TO BE DONE:
#1 In the Webflow outage thread, list the username of every commenter, in the order they appear.
#2 Transcribe the stretch of the Webflow outage thread from "(TXT) w3m dump" through "bit of responsibility.".
#3 Go on with the Webflow outage thread from the point where it stops.

SUPPLIED TEXT:
· · · · ·
[HN Gopher] Webflow Down for >31 Hours
___________________________________________________________________
Webflow Down for >31 Hours
Author : philip1209
Score : 91 points
Date : 2025-07-29 21:38 UTC (1 hours ago)
(HTM) web link (status.webflow.com)
(TXT) w3m dump (status.webflow.com)
| dangoodmanUT wrote:
| Hugs for their SREs sweating bullets rn
| wavemode wrote:
| CEO's statement:
| https://www.reddit.com/r/webflow/comments/1mcmxco/from_webfl...
| edoceo wrote:
| Interesting the phrase "I'm sorry" was in there. Almost feels
| like someone in the Big Chair taking a bit of responsibility.
| Cheers to that.
| progbits wrote:
| > 99.99%+ uptime is the standard we need to meet, and lately,
| we haven't.
|
| Four nines is not what I would be citing at this point. (That's
| less than an hour per year, so they burned that for next three
| decades)
|
| Maybe aim for 99% first.
|
| Otherwise a pretty honest and solid response, kudos for that!
| Spivak wrote:
| I strive for one 9, thank you. No need to overcomplicate. We
| use Lambda on top of Glacier.
| jeeyoungk wrote:
| why go for 9's when you can go for 8s? you can aim for
| 88.8888888!
· · · · ·
Data listing:
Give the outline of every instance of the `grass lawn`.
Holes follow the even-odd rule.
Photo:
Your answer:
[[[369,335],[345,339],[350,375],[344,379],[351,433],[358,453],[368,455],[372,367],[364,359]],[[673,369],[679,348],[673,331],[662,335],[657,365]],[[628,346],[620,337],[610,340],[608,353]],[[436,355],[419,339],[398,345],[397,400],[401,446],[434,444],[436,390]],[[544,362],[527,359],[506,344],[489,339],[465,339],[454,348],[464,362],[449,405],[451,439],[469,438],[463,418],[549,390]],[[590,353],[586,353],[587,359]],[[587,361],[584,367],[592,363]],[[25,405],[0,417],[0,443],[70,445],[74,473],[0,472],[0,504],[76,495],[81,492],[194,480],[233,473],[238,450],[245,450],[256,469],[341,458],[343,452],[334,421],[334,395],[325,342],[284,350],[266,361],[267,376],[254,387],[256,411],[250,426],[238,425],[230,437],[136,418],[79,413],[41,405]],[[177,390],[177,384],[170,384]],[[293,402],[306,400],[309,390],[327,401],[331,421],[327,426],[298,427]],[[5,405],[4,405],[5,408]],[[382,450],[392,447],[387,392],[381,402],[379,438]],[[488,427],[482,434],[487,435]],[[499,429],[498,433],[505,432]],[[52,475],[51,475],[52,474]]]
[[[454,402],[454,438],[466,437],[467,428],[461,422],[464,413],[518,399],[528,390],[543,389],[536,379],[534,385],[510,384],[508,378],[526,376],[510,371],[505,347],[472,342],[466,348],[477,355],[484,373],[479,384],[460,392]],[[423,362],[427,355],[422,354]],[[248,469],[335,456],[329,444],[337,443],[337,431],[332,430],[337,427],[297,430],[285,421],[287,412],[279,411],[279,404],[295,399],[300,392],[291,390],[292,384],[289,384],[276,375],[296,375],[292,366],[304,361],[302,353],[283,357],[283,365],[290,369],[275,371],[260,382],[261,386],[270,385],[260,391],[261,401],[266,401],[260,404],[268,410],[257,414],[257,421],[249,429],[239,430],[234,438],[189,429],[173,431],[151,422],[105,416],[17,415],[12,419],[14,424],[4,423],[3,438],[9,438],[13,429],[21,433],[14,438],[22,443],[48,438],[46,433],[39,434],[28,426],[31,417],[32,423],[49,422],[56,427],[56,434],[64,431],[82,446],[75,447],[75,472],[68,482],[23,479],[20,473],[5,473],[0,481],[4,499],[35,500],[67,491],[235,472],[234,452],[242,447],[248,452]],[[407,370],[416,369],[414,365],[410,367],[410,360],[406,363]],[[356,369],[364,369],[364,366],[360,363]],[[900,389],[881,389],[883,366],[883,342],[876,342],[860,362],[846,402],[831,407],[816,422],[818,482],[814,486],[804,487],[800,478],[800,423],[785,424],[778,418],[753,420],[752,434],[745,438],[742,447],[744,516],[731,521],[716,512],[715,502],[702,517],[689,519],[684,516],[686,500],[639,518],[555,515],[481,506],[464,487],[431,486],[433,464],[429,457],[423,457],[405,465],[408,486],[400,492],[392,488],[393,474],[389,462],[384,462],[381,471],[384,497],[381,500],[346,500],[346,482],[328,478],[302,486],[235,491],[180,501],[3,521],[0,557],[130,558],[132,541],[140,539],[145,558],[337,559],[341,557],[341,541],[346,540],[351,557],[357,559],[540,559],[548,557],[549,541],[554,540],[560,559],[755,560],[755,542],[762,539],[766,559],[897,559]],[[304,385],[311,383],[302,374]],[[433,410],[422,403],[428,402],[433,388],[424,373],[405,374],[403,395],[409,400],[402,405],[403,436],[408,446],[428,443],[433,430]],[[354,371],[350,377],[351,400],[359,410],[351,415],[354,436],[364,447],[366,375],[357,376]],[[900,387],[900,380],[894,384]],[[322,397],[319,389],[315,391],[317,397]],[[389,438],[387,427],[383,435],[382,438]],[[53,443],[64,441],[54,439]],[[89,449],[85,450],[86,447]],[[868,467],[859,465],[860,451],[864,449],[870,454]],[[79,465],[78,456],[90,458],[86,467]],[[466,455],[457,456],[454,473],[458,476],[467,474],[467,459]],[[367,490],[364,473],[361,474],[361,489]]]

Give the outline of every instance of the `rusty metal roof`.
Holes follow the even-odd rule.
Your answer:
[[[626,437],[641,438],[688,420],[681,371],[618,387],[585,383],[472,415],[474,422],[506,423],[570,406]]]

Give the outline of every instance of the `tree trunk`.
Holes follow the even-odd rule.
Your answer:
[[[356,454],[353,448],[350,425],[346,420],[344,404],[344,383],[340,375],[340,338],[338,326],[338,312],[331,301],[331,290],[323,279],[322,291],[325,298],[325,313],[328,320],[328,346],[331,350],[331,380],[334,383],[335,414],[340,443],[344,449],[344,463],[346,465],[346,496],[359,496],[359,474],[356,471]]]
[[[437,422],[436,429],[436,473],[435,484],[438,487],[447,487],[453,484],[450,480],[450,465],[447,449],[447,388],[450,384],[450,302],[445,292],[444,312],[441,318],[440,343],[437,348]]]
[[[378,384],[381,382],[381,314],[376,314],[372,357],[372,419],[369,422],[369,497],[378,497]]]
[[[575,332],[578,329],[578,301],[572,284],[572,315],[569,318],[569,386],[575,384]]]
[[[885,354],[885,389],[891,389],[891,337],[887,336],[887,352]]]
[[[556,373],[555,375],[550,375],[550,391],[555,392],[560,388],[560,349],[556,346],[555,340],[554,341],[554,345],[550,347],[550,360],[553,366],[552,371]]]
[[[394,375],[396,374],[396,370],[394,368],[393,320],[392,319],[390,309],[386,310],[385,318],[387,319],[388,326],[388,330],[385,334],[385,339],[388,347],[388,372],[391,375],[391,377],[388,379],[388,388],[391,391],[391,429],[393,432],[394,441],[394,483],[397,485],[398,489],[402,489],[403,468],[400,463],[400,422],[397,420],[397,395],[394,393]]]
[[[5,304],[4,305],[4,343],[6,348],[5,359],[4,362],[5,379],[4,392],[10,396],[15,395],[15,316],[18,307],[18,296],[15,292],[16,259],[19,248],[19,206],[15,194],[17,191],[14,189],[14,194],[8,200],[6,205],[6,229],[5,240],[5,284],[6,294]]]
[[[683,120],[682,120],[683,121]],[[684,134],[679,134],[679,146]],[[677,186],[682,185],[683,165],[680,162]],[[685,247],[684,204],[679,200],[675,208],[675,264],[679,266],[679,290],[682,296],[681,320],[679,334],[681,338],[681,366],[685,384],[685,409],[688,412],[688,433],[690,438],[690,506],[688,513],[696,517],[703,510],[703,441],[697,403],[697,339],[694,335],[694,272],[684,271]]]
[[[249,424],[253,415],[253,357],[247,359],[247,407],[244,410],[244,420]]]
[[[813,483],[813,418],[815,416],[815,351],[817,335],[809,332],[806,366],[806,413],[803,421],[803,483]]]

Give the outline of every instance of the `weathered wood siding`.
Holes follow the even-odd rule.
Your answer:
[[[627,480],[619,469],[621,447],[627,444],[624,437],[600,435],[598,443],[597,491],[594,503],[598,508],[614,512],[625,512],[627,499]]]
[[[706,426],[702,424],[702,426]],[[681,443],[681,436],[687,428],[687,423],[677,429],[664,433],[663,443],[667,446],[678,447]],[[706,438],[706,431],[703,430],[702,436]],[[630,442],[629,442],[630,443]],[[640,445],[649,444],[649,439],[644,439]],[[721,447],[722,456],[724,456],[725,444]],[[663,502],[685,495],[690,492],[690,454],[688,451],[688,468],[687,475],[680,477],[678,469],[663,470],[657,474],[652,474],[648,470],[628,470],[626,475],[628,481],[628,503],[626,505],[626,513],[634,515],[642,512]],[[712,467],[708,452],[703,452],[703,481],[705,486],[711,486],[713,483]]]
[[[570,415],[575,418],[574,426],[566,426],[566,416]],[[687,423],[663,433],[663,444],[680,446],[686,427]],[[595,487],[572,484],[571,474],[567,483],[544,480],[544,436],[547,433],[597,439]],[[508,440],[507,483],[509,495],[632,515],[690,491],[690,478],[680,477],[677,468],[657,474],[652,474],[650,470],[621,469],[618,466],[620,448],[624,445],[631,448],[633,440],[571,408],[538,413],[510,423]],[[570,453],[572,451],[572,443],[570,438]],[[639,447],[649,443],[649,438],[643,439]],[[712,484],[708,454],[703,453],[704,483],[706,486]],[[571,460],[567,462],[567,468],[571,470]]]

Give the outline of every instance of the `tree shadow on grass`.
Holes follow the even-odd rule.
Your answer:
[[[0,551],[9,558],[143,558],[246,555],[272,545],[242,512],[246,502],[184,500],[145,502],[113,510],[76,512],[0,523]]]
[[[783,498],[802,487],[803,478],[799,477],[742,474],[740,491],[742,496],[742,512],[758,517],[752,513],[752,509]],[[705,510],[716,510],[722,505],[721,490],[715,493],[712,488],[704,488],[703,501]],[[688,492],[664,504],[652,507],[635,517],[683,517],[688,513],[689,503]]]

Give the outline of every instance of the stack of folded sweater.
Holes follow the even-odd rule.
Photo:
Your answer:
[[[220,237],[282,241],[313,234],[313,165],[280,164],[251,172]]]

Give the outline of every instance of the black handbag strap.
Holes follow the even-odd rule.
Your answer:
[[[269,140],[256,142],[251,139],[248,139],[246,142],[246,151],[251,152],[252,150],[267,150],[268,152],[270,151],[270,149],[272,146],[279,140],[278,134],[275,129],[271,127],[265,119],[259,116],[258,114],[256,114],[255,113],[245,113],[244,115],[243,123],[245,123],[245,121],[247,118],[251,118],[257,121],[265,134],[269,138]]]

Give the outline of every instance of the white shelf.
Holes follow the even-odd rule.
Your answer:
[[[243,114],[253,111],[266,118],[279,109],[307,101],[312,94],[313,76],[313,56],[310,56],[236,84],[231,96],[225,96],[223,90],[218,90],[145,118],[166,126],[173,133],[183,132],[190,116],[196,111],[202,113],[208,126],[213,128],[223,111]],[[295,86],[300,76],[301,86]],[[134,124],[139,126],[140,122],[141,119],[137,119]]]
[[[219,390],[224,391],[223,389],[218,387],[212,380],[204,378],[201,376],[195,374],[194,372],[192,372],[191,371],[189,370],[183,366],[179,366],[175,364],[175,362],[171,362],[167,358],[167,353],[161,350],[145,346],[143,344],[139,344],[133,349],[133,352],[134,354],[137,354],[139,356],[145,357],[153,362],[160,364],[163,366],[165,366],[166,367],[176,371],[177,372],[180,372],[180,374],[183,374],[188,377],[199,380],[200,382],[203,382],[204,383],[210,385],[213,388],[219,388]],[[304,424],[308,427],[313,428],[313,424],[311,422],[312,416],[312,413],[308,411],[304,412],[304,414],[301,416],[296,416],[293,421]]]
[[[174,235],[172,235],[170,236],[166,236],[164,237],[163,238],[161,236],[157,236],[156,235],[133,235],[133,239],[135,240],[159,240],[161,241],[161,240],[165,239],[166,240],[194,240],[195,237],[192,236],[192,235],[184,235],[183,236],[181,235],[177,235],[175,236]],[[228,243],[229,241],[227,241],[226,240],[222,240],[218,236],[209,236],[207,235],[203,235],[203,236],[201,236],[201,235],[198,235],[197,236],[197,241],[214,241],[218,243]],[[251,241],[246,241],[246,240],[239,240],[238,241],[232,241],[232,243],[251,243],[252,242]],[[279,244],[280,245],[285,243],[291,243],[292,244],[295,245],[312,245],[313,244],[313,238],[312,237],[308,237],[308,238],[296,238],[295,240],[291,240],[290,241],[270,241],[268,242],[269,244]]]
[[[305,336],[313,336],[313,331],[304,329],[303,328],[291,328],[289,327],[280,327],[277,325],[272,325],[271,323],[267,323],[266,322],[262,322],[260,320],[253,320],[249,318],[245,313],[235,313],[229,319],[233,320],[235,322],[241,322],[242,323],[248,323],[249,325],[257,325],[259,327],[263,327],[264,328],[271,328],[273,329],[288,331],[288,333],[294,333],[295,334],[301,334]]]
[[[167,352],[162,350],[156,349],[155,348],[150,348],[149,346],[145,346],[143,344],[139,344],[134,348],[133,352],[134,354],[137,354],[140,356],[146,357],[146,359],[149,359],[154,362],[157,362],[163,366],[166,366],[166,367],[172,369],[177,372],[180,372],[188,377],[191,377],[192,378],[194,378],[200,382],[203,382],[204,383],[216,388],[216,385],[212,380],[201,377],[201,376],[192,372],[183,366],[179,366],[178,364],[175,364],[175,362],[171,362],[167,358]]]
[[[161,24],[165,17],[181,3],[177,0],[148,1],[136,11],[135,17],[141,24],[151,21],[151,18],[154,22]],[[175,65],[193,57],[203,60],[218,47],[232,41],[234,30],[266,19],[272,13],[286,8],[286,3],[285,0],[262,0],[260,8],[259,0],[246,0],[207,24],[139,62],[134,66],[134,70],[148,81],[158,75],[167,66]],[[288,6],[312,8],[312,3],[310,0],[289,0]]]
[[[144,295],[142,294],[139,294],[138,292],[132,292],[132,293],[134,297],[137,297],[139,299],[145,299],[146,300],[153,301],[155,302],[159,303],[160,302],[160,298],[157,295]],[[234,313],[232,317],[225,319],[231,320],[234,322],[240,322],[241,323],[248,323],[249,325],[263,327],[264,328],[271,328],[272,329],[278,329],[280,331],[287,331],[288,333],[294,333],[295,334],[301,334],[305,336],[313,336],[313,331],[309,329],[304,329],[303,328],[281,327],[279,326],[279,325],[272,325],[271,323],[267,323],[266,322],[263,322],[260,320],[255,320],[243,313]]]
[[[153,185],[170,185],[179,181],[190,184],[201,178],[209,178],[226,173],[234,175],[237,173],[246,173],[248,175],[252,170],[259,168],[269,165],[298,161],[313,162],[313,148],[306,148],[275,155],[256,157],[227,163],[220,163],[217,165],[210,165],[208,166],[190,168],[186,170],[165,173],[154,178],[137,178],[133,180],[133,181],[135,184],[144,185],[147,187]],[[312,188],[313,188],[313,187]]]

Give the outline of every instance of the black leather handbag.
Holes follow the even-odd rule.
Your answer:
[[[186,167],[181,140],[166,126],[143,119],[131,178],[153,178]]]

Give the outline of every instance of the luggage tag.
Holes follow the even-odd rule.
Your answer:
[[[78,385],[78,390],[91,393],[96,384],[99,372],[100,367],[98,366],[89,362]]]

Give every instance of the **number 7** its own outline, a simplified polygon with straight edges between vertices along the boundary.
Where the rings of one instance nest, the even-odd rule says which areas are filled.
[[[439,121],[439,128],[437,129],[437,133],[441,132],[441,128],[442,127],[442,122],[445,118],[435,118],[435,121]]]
· · · · ·
RESPONSES TO THE EXERCISE:
#1 dangoodmanUT, wavemode, edoceo, progbits, Spivak, jeeyoungk

#2
(TXT) w3m dump (status.webflow.com)
| dangoodmanUT wrote:
| Hugs for their SREs sweating bullets rn
| wavemode wrote:
| CEO's statement:
| https://www.reddit.com/r/webflow/comments/1mcmxco/from_webfl...
| edoceo wrote:
| Interesting the phrase "I'm sorry" was in there. Almost feels
| like someone in the Big Chair taking a bit of responsibility.

#3
| hnlmorg wrote:
| Hit that and you also master time travel.
| hinkley wrote:
| There's an old rant I cannot find at the moment that
| argued that most systems that believe they are 5 9's are
| really more like 5 8's.
| theideaofcoffee wrote:
| Lots get starry-eyed and aim for five nines right out of the
| gate where they should have been targeting nine fives and
| learning from that. Walk before you run.
| zamadatix wrote:
| One could have nearly 3 such incidents per year and still
| have hit 99%.
|
| I always strive for 7 9s myself, just not necessarily
| consecutive digits.
| thih9 wrote:
| > Change controls are tighter, and we're investing in long-term
| performance improvements, especially in the CMS.
|
| This reads as if overall performance was an afterthought and
| this doesn't seem practical; it should be a business metric, it
| is important to the users after all.
|
| Then again, it's easy to comment like this in hindsight. We'll
| see what happens long term.
| stackskipton wrote:
| I mean, if customers don't leave them over this, higher ups
| likely won't care after dust settles.
| newZWhoDis wrote:
| As a former webflow customer I can assure you performance was
| always an afterthought.
| nusl wrote:
| My sympathy for those in the mud dealing with this. Never a fun
| place to be. Hope y'all figure it out and manage to de-stress :)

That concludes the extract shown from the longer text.